## Exercise directions
Count the lines in the listing below that contain the string "fishing", where case counts, and reply with the number alone.

## Provided data

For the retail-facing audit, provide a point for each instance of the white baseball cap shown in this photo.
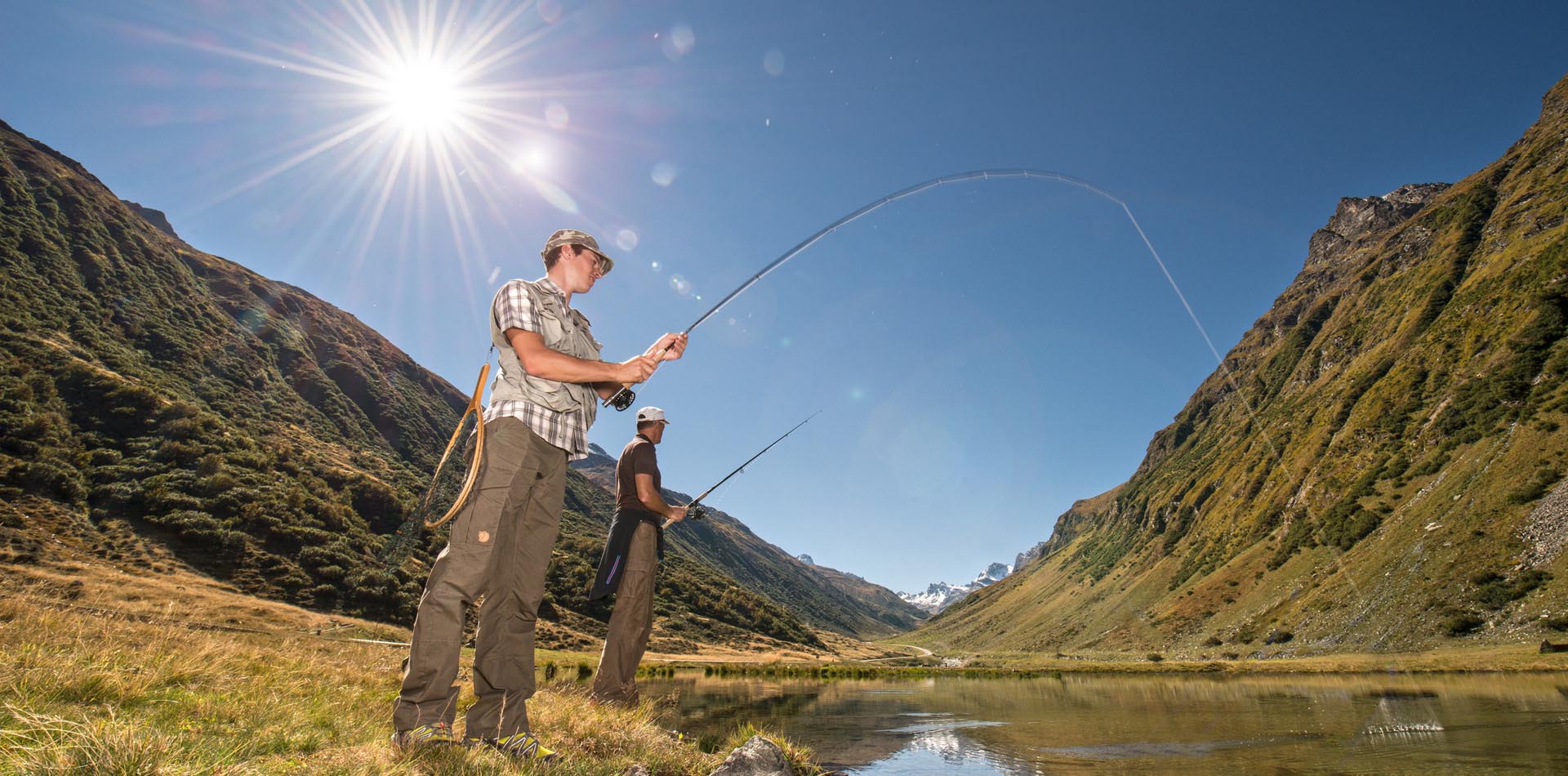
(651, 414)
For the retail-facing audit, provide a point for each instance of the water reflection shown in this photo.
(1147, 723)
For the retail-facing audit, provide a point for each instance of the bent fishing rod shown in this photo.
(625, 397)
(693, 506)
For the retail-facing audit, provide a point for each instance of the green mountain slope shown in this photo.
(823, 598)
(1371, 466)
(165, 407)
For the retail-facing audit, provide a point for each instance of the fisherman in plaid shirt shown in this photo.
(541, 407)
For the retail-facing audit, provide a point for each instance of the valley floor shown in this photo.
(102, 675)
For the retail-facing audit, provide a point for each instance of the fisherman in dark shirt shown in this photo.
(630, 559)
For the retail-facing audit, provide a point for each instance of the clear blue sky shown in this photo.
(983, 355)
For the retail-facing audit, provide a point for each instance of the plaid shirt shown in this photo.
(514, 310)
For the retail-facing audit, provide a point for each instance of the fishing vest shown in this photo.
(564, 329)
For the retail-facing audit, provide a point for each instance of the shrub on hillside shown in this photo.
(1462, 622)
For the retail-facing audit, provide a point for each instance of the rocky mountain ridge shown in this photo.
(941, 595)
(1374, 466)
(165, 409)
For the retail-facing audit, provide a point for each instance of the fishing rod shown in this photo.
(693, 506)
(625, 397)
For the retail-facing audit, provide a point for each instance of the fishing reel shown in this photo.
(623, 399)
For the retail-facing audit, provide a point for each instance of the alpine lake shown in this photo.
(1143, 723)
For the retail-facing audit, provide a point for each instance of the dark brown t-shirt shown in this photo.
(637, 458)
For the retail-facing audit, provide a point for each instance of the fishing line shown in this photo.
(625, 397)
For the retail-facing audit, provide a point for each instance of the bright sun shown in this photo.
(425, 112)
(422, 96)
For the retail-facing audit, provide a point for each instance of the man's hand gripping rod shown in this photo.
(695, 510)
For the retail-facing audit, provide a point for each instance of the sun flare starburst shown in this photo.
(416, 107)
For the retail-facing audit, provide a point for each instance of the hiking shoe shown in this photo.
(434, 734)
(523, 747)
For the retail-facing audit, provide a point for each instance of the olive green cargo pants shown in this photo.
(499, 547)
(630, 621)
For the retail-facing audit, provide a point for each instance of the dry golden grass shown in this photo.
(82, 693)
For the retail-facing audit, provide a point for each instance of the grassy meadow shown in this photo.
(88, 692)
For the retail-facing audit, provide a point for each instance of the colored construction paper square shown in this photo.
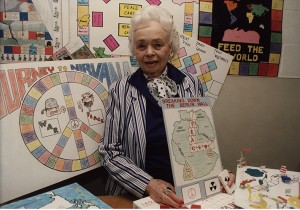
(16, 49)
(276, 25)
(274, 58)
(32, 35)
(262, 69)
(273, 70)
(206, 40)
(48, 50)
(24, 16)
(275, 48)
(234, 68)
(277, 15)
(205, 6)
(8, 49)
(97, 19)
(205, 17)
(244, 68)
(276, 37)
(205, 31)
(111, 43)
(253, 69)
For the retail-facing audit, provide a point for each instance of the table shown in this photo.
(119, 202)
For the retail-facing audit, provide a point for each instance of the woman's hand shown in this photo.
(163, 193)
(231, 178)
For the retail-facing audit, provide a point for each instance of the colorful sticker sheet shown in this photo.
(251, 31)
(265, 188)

---

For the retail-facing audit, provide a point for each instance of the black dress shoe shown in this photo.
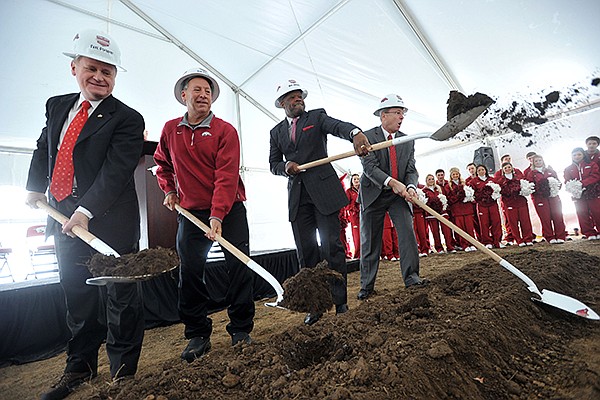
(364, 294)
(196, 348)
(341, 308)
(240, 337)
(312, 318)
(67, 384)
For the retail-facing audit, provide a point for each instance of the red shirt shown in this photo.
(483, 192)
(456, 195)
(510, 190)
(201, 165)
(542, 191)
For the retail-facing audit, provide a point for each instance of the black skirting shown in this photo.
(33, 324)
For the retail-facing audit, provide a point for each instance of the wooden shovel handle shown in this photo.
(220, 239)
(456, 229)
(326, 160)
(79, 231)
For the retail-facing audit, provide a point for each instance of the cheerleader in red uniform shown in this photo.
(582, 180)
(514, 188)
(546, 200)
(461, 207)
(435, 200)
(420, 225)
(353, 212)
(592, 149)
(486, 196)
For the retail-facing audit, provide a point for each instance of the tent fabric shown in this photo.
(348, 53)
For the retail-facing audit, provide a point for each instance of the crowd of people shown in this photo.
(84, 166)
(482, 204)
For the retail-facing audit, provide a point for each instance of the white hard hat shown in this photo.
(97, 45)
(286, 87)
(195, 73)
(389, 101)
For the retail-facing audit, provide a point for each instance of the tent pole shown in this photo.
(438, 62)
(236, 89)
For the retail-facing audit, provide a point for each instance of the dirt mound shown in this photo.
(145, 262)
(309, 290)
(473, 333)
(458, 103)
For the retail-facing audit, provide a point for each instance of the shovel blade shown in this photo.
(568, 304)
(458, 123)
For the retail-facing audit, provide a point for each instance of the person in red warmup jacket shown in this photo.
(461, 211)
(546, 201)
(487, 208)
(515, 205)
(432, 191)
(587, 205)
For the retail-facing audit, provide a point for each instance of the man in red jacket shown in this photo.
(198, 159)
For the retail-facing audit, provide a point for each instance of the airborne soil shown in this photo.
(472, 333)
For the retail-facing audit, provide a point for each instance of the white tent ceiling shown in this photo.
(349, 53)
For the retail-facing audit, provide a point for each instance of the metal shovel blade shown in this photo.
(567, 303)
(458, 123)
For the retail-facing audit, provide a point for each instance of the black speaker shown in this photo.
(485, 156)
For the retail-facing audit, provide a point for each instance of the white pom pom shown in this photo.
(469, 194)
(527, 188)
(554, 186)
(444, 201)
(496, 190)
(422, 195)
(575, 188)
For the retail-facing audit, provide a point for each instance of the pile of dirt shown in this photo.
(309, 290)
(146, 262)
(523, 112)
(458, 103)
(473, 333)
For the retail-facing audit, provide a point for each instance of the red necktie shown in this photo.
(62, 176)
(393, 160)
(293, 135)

## Answer to the problem
5